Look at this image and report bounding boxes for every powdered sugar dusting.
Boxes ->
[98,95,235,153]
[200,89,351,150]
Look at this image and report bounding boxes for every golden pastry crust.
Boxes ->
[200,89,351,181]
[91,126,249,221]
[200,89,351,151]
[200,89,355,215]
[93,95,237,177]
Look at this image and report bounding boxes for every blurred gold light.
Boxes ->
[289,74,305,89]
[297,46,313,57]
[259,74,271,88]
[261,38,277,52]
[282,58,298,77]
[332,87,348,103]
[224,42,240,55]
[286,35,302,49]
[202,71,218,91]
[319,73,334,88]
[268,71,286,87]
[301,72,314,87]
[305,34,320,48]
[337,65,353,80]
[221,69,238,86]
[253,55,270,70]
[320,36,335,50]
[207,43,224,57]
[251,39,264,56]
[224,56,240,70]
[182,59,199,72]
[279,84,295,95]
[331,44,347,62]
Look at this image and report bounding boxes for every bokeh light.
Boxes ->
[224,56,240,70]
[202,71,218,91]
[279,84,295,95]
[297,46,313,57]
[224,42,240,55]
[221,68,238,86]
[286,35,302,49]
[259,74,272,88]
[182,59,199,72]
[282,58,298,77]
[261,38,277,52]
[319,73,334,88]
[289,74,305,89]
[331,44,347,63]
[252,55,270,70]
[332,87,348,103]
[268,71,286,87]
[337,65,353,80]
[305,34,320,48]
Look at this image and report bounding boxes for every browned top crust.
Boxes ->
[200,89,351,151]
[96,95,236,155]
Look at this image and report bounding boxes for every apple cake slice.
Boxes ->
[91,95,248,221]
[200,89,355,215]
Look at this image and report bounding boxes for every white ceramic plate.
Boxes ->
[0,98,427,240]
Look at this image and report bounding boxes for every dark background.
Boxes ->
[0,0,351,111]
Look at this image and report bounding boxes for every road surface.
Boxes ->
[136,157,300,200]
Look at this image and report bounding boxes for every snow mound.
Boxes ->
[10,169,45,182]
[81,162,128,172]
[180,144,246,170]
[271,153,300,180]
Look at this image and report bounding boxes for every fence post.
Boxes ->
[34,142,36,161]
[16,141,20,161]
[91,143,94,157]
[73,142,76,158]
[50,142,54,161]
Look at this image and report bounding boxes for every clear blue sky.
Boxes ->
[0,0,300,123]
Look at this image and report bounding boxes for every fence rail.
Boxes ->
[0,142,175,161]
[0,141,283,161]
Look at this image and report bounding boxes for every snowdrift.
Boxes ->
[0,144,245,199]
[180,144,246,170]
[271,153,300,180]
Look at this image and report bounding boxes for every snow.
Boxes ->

● ● ● ●

Print the records verbatim, starting at the line that contains "every fence post." and continuing through the last line of the records, with both ends included.

__Written solution__.
Look at this image and report bounding boxes for every fence post.
Boxes ->
[34,142,36,161]
[16,141,20,161]
[91,143,94,157]
[73,142,76,158]
[50,142,54,161]
Look at this image and report bounding boxes for every clear blue sky.
Boxes ->
[0,0,300,123]
Look at this image and report bounding boxes for every fence rail.
Boxes ->
[0,142,175,161]
[0,141,283,161]
Look at this image and report bounding boxes for every snowdrift.
Boxes ->
[0,144,245,199]
[180,144,246,170]
[271,153,300,180]
Look at this image and report bounding boxes for every snow.
Boxes ->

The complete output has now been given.